## EXTRAIT DU DOCUMENT
※
Monique Allègre
6, rue Horace Bertin
13005 Marseille
à
Monsieur l’Ambassadeur d’Israël
3, rue Rabelais
75008 Paris
Monsieur l’Ambassadeur,
De retour d’une mission humanitaire en Palestine constamment empêchée par les autorités israéliennes, de réaliser son projet, j’ai l’honneur d’attirer votre attention sur le traitement que nous avons subi de la part des instances de votre pays :
Le 12 Mai, une mission de huit personnes, toutes de nationalité française, six appartenant à l’ONG Palestine 33 et deux à l’ONG Palestine 13, est partie pour Tel Aviv avec pour objectif atteindre Gaza où Palestine 33 travaille depuis dix huit ans avec l’ONG palestinienne PARC.
Cette année, il s’agissait essentiellement d’assurer la mise en place et le suivi du troisième volet de l’"opération sourire" qui a été une réussite les années précédentes.
※
## CONTENU PRÉSENTÉ
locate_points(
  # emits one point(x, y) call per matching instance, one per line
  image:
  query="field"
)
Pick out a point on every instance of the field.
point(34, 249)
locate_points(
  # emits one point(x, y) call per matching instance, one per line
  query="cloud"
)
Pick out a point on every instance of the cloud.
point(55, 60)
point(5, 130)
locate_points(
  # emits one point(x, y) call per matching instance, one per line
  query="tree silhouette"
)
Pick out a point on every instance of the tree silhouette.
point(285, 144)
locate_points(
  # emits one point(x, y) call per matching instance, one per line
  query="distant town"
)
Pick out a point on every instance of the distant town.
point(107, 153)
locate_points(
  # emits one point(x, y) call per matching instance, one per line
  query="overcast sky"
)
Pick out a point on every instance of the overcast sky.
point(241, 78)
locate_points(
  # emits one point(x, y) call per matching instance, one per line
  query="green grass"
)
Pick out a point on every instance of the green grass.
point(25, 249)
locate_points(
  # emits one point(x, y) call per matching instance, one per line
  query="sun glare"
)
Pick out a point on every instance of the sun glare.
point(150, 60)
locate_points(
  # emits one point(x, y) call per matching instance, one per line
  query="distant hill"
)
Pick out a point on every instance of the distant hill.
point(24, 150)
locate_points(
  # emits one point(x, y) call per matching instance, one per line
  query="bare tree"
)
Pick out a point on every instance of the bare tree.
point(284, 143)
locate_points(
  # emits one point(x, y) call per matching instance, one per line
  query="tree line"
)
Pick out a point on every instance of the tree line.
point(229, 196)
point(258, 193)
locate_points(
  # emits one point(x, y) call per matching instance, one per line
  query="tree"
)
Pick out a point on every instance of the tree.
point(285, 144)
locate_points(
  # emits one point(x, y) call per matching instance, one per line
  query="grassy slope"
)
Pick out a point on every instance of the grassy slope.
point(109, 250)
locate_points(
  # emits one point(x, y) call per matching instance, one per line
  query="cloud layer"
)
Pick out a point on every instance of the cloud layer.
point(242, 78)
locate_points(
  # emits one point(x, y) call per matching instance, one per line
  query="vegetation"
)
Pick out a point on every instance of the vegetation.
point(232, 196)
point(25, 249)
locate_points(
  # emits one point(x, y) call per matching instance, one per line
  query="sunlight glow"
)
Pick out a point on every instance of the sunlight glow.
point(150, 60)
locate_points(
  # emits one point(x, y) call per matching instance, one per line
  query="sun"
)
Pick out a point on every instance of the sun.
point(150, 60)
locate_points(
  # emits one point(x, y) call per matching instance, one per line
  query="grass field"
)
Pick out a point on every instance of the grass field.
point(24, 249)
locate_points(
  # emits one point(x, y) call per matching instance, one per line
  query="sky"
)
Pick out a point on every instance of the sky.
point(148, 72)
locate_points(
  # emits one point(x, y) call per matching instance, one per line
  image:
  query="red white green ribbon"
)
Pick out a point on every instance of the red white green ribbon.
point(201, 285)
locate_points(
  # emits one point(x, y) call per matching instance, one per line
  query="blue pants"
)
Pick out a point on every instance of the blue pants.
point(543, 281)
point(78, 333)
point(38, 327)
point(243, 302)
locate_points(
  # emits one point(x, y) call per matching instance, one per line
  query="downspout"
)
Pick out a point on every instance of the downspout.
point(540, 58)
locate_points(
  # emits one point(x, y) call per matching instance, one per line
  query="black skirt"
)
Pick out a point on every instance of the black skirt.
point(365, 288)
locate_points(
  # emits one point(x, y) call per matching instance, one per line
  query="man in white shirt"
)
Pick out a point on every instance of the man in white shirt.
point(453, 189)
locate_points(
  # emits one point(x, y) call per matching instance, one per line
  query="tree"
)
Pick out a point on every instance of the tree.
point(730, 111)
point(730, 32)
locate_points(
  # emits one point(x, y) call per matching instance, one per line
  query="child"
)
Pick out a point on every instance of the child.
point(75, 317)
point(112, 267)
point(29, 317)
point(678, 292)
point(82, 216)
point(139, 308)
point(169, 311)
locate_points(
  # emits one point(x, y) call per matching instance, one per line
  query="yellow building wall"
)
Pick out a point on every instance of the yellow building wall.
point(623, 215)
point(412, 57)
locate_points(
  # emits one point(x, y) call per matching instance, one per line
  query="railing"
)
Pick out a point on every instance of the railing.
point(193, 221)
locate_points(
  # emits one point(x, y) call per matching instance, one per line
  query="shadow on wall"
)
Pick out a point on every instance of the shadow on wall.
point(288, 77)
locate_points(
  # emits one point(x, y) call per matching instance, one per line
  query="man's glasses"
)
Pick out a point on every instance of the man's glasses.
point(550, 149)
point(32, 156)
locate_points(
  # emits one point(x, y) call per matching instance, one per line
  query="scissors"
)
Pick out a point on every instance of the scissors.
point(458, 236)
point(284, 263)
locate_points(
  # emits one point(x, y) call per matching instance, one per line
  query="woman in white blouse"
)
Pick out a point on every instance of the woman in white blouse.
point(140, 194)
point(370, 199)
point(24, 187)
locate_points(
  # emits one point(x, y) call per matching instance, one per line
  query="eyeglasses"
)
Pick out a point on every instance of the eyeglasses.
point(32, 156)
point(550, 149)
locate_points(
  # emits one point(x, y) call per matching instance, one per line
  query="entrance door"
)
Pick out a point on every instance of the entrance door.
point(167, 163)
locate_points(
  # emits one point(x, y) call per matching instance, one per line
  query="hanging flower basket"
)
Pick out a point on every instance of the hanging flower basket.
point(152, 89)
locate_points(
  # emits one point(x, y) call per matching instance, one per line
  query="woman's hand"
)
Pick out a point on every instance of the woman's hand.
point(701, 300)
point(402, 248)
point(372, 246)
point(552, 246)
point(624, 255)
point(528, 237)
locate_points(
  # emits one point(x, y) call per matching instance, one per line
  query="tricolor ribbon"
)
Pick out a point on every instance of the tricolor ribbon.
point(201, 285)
※
## EXERCICE ÉCRIT 1
Résumez en deux phrases la lettre adressée à l'ambassadeur d'Israël.
## EXERCICE ÉCRIT 2
Poursuivez la lettre adressée à l'ambassadeur d'Israël à partir de sa dernière phrase.

## RÉPONSE 1
De retour d'une mission humanitaire en Palestine que les autorités israéliennes ont constamment empêchée de réaliser son projet, Monique Allègre écrit à l'ambassadeur d'Israël pour attirer son attention sur le traitement subi. Partie le 12 mai pour Tel Aviv, cette mission de huit personnes de nationalité française, membres des ONG Palestine 33 et Palestine 13, devait gagner Gaza afin d'assurer la mise en place et le suivi du troisième volet de l'« opération sourire ».

## RÉPONSE 2
( Cette action consiste en un travail de gestion de la violence et du stress de jeunes enfants par le biais
d’activités de groupes et par l’éducation des mères pour qu’elles assistent mieux leurs enfants ).
Arrivés le 13 Mai au petit matin à l’aéroport de Tel Aviv, sept d’entre nous ont obtenu un visa de trois mois, la huitième personne, Mlle K, a été retenue par la police sans explication. La responsable du groupe, Mme M, qui avait son visa, est revenue en arrière pour tenter de servir d’interprète.
A cet instant, tout a basculé sans que nous ayons compris pourquoi :
– Confiscation du passeport de Mlle K,
– Annulation du visa de Mme M et confiscation de son passeport
– Interrogatoire sans boire (sauf un café) ni manger pendant quinze heures
– Refus du fonctionnaire de police de répondre à un appel téléphonique de Monsieur le Consul de France
– Photocopie de tous les documents en possession de Mme M
– Rétention une journée et une nuit entières à l’aéroport et raccompagnement le lendemain matin jusqu’à Madrid, sous escorte.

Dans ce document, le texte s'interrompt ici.